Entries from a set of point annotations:
..............................

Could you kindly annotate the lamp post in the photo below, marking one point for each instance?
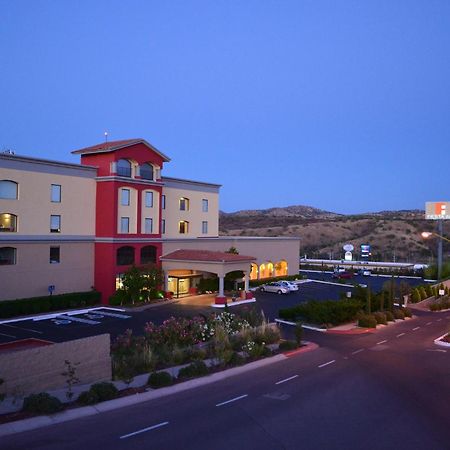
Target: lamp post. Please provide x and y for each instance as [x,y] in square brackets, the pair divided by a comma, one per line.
[427,234]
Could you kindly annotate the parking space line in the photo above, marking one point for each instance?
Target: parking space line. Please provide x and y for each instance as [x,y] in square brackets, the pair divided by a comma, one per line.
[154,427]
[287,379]
[232,400]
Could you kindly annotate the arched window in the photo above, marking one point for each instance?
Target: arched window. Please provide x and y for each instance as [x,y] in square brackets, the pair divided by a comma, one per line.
[146,171]
[7,256]
[8,222]
[148,254]
[124,168]
[8,189]
[125,256]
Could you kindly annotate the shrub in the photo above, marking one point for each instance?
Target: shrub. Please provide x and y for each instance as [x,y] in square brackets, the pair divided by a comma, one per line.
[287,345]
[367,321]
[380,318]
[196,369]
[159,379]
[42,403]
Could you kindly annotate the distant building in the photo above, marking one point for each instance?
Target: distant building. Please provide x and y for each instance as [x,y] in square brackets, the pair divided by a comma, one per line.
[72,227]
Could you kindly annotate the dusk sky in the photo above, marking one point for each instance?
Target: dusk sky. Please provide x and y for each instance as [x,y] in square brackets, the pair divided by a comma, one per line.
[342,105]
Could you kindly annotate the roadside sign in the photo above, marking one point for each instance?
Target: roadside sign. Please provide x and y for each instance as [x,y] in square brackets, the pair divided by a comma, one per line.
[437,210]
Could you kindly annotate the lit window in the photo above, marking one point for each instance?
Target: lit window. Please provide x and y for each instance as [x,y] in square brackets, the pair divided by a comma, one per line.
[124,224]
[183,227]
[8,222]
[125,197]
[184,204]
[148,226]
[55,224]
[148,199]
[55,195]
[54,255]
[146,171]
[7,256]
[8,189]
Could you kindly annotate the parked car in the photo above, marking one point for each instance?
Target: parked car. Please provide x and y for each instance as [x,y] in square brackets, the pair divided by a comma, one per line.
[276,287]
[293,287]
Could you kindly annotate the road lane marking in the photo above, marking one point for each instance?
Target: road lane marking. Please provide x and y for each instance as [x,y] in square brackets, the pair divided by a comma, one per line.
[286,379]
[326,364]
[232,400]
[159,425]
[21,328]
[8,335]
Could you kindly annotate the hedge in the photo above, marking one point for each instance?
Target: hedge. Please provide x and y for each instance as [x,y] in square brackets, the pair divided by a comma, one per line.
[328,312]
[35,305]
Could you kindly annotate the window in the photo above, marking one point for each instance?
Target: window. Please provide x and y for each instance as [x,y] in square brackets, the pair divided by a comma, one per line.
[125,197]
[124,224]
[8,189]
[125,256]
[124,168]
[54,255]
[148,199]
[7,256]
[55,224]
[183,227]
[55,195]
[148,254]
[147,171]
[148,226]
[184,204]
[8,222]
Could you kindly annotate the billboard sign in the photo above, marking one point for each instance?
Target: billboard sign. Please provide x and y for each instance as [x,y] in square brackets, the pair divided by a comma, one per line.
[437,210]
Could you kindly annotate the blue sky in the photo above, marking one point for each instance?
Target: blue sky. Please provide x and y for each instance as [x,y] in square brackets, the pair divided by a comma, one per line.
[342,105]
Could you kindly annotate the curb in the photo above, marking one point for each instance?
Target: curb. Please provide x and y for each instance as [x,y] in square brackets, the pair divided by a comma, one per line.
[85,411]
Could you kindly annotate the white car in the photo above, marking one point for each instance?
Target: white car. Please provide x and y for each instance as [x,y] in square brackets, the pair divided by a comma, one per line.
[276,287]
[293,287]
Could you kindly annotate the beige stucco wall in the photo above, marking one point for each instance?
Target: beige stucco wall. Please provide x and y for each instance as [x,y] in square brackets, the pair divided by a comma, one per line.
[33,273]
[33,207]
[39,369]
[263,249]
[194,216]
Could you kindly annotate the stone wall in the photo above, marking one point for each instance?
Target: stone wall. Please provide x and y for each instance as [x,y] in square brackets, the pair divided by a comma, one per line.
[39,369]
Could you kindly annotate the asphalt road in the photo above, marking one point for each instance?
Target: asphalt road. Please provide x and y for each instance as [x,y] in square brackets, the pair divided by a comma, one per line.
[384,390]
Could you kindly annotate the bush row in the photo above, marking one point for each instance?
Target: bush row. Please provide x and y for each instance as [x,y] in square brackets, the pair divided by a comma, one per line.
[35,305]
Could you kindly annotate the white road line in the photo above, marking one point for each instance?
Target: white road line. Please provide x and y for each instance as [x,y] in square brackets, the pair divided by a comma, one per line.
[326,364]
[21,328]
[286,379]
[232,400]
[357,351]
[8,335]
[159,425]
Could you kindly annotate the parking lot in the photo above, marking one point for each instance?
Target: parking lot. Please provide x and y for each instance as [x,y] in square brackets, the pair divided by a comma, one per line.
[63,327]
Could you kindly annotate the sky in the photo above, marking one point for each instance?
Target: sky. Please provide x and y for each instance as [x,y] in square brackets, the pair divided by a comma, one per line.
[341,105]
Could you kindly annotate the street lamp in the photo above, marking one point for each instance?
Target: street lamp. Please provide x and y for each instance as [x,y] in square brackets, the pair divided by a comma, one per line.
[427,234]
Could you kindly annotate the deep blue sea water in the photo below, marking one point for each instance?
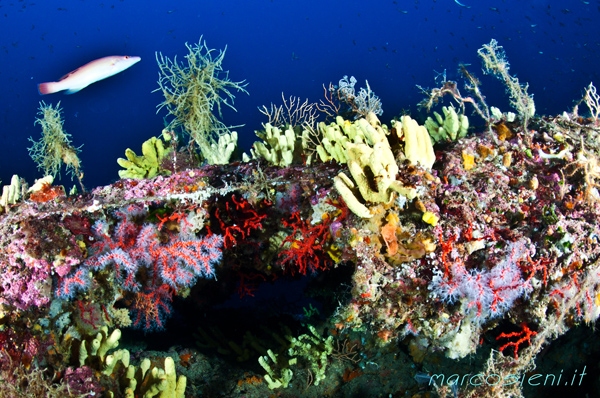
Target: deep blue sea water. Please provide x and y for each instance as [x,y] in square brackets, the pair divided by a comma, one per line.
[276,46]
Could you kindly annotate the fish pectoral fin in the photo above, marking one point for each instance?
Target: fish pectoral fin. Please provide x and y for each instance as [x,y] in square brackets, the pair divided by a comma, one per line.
[75,89]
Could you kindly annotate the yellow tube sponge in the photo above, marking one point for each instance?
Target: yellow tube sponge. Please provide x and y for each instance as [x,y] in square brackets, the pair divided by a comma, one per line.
[146,166]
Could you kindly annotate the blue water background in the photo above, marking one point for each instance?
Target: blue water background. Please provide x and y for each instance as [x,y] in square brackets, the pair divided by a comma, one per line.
[278,46]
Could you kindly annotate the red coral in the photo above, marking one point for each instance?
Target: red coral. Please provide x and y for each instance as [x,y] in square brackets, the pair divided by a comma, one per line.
[47,193]
[306,245]
[525,334]
[151,308]
[239,220]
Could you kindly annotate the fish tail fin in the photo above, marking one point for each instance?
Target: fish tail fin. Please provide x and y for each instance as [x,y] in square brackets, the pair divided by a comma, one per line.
[48,88]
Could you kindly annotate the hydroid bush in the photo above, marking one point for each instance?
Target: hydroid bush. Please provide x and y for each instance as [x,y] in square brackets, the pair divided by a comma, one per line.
[194,92]
[54,148]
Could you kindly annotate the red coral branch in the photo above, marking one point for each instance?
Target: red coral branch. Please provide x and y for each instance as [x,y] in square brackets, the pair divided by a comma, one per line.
[305,245]
[526,334]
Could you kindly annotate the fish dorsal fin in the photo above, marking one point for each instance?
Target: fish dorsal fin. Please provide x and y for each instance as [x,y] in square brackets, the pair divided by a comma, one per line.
[69,74]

..............................

### Task prompt
Please convert all the lines above into a Markdown table with the columns Row and Line, numbering the rows and skipping any blank lines. Leave the pictures out of the answer.

### Response to this task
| Row | Line |
|---|---|
| 1 | Could you kindly annotate the lamp post in the photo below, marking one point for each instance? |
| 2 | Target: lamp post. Please provide x and y for each instance as [x,y] in square brackets, the pair divided by a comma, one per line. |
| 3 | [427,234] |
| 4 | Could you kindly annotate the parking space line in the photo above, marking one point for each instance? |
| 5 | Target: parking space line. Please provide x and y for each instance as [x,y] in square brackets, the pair divided by a comma, one per line. |
| 6 | [154,427] |
| 7 | [287,379] |
| 8 | [232,400] |
| 9 | Could you kindly annotate the arched window in the photo above, marking one point for each instance? |
| 10 | Target: arched window. Please provide x and y for each instance as [x,y] in square brackets, the pair divided by a comma, one per line. |
| 11 | [146,171] |
| 12 | [7,256] |
| 13 | [8,222] |
| 14 | [148,254] |
| 15 | [124,168] |
| 16 | [8,189] |
| 17 | [125,256] |
| 18 | Could you kindly annotate the shrub in the photo above, marking one point for each instance? |
| 19 | Target: shrub. Please provide x and y for each instance as [x,y] in square brackets, the pair divided by a comma, one per line. |
| 20 | [287,345] |
| 21 | [367,321] |
| 22 | [380,318] |
| 23 | [196,369] |
| 24 | [159,379] |
| 25 | [42,403] |
| 26 | Could you kindly annotate the distant building in the photo above, marking one point for each instance? |
| 27 | Target: distant building. Please provide x and y for each instance as [x,y] in square brackets, the pair divided by a comma, one per line. |
| 28 | [72,227] |
| 29 | Could you kindly annotate the dusk sky in the photo above, marking one point for each instance? |
| 30 | Target: dusk sky. Please provide x and y for each instance as [x,y] in square brackets, the pair divided by a comma, one per line. |
| 31 | [342,105] |
| 32 | Could you kindly annotate the roadside sign in the photo above, marking one point for each instance? |
| 33 | Target: roadside sign. Please provide x and y for each instance as [x,y] in square brackets, the pair divided by a comma, one per line. |
| 34 | [437,210] |
| 35 | Could you kindly annotate the lit window in the photo above, marking one point for each instance? |
| 36 | Target: lit window. Please provide x and y for each instance as [x,y] in square brackets, the pair divided by a comma, one per line. |
| 37 | [124,224] |
| 38 | [183,227] |
| 39 | [8,222] |
| 40 | [125,197] |
| 41 | [184,204] |
| 42 | [148,226] |
| 43 | [55,224] |
| 44 | [148,199] |
| 45 | [55,195] |
| 46 | [54,255] |
| 47 | [146,171] |
| 48 | [7,256] |
| 49 | [8,189] |
| 50 | Could you kindly annotate the parked car in the photo above, marking one point for each instance? |
| 51 | Target: parked car. Please provide x and y for each instance as [x,y] in square brackets, the pair divided by a comma, one per line. |
| 52 | [276,287] |
| 53 | [293,287] |
| 54 | Could you kindly annotate the road lane marking in the photo above, marking one point for each instance? |
| 55 | Target: road lane marking. Please provide x and y for each instance as [x,y] in square brackets, the pair divided by a comma, one per line. |
| 56 | [286,379] |
| 57 | [326,364] |
| 58 | [232,400] |
| 59 | [159,425] |
| 60 | [21,328] |
| 61 | [8,335] |
| 62 | Could you kindly annotate the hedge in the photo above, marking one point for each instance? |
| 63 | Target: hedge. Please provide x and y for each instance as [x,y] in square brackets, the pair divided by a comma, one per line. |
| 64 | [328,312] |
| 65 | [35,305] |
| 66 | Could you kindly annotate the window in the photo above, marking one point for each instance? |
| 67 | Target: window. Please provide x and y for each instance as [x,y] in square brackets, the pair divided by a comma, one per line. |
| 68 | [125,197] |
| 69 | [124,224] |
| 70 | [8,189] |
| 71 | [125,256] |
| 72 | [124,168] |
| 73 | [54,255] |
| 74 | [148,199] |
| 75 | [7,256] |
| 76 | [55,224] |
| 77 | [183,227] |
| 78 | [55,195] |
| 79 | [148,254] |
| 80 | [147,171] |
| 81 | [148,226] |
| 82 | [184,204] |
| 83 | [8,222] |
| 84 | Could you kindly annotate the billboard sign in the photo above, marking one point for each instance? |
| 85 | Target: billboard sign. Please provide x and y for each instance as [x,y] in square brackets, the pair divided by a comma, one per line. |
| 86 | [437,210] |
| 87 | Could you kindly annotate the blue sky in the photo above, marking one point for each instance? |
| 88 | Target: blue sky. Please provide x and y for each instance as [x,y] in square brackets, the pair divided by a comma, one per line. |
| 89 | [342,105] |
| 90 | Could you kindly annotate the curb in the photo above, marking one point for each instance? |
| 91 | Target: curb. Please provide x and y for each instance as [x,y] in square brackets, the pair divided by a comma, one per line. |
| 92 | [85,411] |
| 93 | Could you kindly annotate the white car in the photo above, marking one point for each instance? |
| 94 | Target: white car. Please provide x and y for each instance as [x,y] in square brackets, the pair divided by a comma, one per line. |
| 95 | [276,287] |
| 96 | [293,287] |
| 97 | Could you kindly annotate the beige stucco wall in the photo above, marking one point for each instance? |
| 98 | Target: beige stucco wall. Please provide x and y for each instance as [x,y] in square brackets, the pair divided by a comma, one per line. |
| 99 | [33,273] |
| 100 | [33,207] |
| 101 | [39,369] |
| 102 | [263,249] |
| 103 | [194,216] |
| 104 | Could you kindly annotate the stone wall in the photo above, marking one point for each instance? |
| 105 | Target: stone wall. Please provide x and y for each instance as [x,y] in square brackets, the pair divided by a comma, one per line. |
| 106 | [39,369] |
| 107 | Could you kindly annotate the asphalt road in the photo above, marking one point for each instance? |
| 108 | Target: asphalt road. Please provide x and y for each instance as [x,y] in square brackets, the pair divided by a comma, one per line. |
| 109 | [384,390] |
| 110 | Could you kindly annotate the bush row in the photo above, marking one point for each instance? |
| 111 | Target: bush row. Please provide x and y for each instance as [x,y] in square brackets, the pair divided by a comma, one per line. |
| 112 | [35,305] |
| 113 | Could you kindly annotate the white road line in the photo above, marking one point for each instance? |
| 114 | Target: white road line. Please provide x and y for each instance as [x,y] in square brackets, the pair divided by a comma, one per line. |
| 115 | [326,364] |
| 116 | [21,328] |
| 117 | [286,379] |
| 118 | [232,400] |
| 119 | [357,351] |
| 120 | [8,335] |
| 121 | [159,425] |
| 122 | Could you kindly annotate the parking lot in the photo above, marking one point for each instance? |
| 123 | Target: parking lot. Please provide x and y for each instance as [x,y] in square brackets, the pair divided by a comma, one per line. |
| 124 | [63,327] |
| 125 | Could you kindly annotate the sky in the photo above, marking one point for each instance? |
| 126 | Target: sky. Please provide x and y for each instance as [x,y] in square brackets, the pair divided by a comma, one per line. |
| 127 | [341,105] |
| 128 | Could you kindly annotate the street lamp in the photo above, marking one point for each instance? |
| 129 | Target: street lamp. Please provide x and y for each instance as [x,y] in square brackets, the pair divided by a comma, one per line. |
| 130 | [427,234] |
| 131 | Could you kindly annotate the deep blue sea water in the photo below, marking one point for each instance? |
| 132 | Target: deep blue sea water. Please provide x and y for each instance as [x,y] in square brackets, the pair divided by a comma, one per line. |
| 133 | [276,46] |
| 134 | Could you kindly annotate the fish pectoral fin in the photo above, marking one point for each instance? |
| 135 | Target: fish pectoral fin. Please provide x and y for each instance as [x,y] in square brackets, the pair divided by a comma, one per line. |
| 136 | [75,89] |
| 137 | Could you kindly annotate the yellow tube sponge in the photo above, marking one point for each instance? |
| 138 | Target: yellow tube sponge. Please provide x and y for each instance as [x,y] in square brackets, the pair divided by a comma, one per line. |
| 139 | [146,166] |
| 140 | Could you kindly annotate the blue water background in the photo above, marking one point for each instance? |
| 141 | Target: blue water background. Please provide x and y for each instance as [x,y] in square brackets, the pair divided by a comma, one per line. |
| 142 | [278,46] |
| 143 | Could you kindly annotate the red coral in the photo above, marking one point for each instance? |
| 144 | Target: red coral. Please provide x and y for each instance as [x,y] in square brackets, the pair divided by a comma, one per line. |
| 145 | [47,193] |
| 146 | [306,245] |
| 147 | [525,334] |
| 148 | [151,308] |
| 149 | [239,220] |
| 150 | Could you kindly annotate the fish tail fin in the photo above, marking one point for each instance? |
| 151 | Target: fish tail fin. Please provide x and y for each instance as [x,y] in square brackets, the pair divided by a comma, one per line. |
| 152 | [48,88] |
| 153 | Could you kindly annotate the hydroid bush in the photo above, marking one point for each instance? |
| 154 | Target: hydroid bush. Please provide x and y for each instance as [x,y] in square brackets, the pair divided by a comma, one per line. |
| 155 | [194,92] |
| 156 | [54,148] |
| 157 | Could you kindly annotate the red coral branch in the photo above, marking one point for each instance? |
| 158 | Target: red coral branch. Please provide x and y for each instance as [x,y] in square brackets, the pair divided by a comma, one per line. |
| 159 | [305,245] |
| 160 | [526,334] |
| 161 | Could you kindly annotate the fish dorsal fin in the photo above, marking one point for each instance? |
| 162 | Target: fish dorsal fin. Please provide x and y for each instance as [x,y] in square brackets, the pair divided by a comma, one per line. |
| 163 | [69,74] |